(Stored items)
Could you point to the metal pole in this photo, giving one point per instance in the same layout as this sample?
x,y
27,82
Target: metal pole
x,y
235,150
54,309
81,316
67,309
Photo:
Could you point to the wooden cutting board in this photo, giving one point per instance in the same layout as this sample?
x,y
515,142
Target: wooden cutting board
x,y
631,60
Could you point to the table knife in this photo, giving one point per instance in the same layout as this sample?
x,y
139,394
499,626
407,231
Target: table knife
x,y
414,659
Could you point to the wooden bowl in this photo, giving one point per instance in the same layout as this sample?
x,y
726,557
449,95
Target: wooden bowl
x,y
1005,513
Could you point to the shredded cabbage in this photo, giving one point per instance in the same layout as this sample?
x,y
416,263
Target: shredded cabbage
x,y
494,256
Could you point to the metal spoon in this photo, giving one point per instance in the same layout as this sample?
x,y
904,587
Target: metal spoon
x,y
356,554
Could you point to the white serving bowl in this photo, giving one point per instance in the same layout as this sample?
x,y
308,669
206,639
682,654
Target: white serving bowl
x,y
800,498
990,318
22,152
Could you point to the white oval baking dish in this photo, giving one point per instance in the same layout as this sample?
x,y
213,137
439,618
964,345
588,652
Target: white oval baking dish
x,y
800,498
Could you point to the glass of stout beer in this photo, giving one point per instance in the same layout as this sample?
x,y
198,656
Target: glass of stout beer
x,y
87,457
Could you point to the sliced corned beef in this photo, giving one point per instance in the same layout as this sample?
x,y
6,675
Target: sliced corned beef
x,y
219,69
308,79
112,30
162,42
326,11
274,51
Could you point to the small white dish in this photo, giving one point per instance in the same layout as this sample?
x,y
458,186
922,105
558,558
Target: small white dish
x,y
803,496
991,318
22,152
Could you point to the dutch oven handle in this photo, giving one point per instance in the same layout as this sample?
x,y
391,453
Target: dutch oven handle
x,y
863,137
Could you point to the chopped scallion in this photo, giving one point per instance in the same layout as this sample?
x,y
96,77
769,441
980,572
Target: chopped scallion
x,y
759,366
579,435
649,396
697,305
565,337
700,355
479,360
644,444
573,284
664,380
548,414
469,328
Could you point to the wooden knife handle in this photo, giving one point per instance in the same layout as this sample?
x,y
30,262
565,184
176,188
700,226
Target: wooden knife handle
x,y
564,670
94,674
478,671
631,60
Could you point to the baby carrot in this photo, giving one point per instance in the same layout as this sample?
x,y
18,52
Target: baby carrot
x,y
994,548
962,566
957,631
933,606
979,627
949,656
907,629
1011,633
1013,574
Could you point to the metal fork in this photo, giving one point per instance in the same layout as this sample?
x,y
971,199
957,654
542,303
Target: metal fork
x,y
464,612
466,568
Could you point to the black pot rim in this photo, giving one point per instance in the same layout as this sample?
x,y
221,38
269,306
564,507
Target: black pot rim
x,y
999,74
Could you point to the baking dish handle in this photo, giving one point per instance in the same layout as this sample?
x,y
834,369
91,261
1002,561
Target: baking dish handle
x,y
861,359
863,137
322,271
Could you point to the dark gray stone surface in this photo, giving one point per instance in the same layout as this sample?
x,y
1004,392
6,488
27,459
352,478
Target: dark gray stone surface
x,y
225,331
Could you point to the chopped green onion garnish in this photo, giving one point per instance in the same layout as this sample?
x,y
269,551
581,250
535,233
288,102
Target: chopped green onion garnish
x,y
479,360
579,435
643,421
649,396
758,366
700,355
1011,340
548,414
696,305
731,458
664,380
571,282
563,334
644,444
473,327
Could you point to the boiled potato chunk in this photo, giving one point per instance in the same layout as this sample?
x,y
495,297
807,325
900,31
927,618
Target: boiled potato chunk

Task details
Print from the line containing "Could you point to the dutch" to the last line above, exactly as written.

Final result
Could you point to the dutch oven handle in this photo, giving one point per instance in the same layout as this sample?
x,y
391,453
Target: dutch oven handle
x,y
863,137
Could you point to the chopped scallion in this photo, giving one point per instance in the same layout as this sample?
x,y
96,77
769,441
980,572
Target: chopped scallion
x,y
759,366
579,435
649,396
697,305
565,337
700,355
479,360
644,444
573,284
664,380
548,414
469,328
Could you point to the wooden knife handle in this photo, giving one point per instance in the same layout as this sample?
x,y
30,262
565,184
176,188
700,226
Target: wooden knife handle
x,y
564,670
94,674
478,671
631,60
Could you point to the baby carrot in this photo, giving one point per instance in the same layout as this sample?
x,y
18,52
Target: baby carrot
x,y
994,548
962,566
957,631
933,606
979,627
949,656
907,629
1011,633
1013,574
Could you point to the metal fork in this photo, giving one point per instance in the same layout as this sample?
x,y
971,199
957,654
542,303
Target: metal fork
x,y
464,612
466,568
Could you point to the black pot rim in this photo, giving one point per instance in the same layout as this sample?
x,y
221,38
269,306
564,507
Target: black pot rim
x,y
999,74
Could you point to the baking dish handle in this photo, giving one point per instance in the same layout as this sample?
x,y
834,369
91,261
1002,561
Target: baking dish handle
x,y
861,359
863,137
322,271
Could you point to the dark gray stone surface in this photo, giving one point per instance in the same layout as this sample?
x,y
1004,392
6,488
27,459
352,478
Target: dark gray stone surface
x,y
225,331
Could you point to the chopped green onion garnish in this photo, giving one point per instance in the same layout as this sample?
x,y
269,551
581,250
535,233
288,102
Target: chopped green onion garnish
x,y
479,360
579,435
643,421
649,396
758,366
700,355
1011,340
548,414
696,305
731,458
664,380
571,282
563,334
644,444
473,327
Could you point to the boiled potato chunk in this photo, giving one point per instance in the same layout as this sample?
x,y
495,297
807,325
900,31
927,618
Target: boiled potato chunk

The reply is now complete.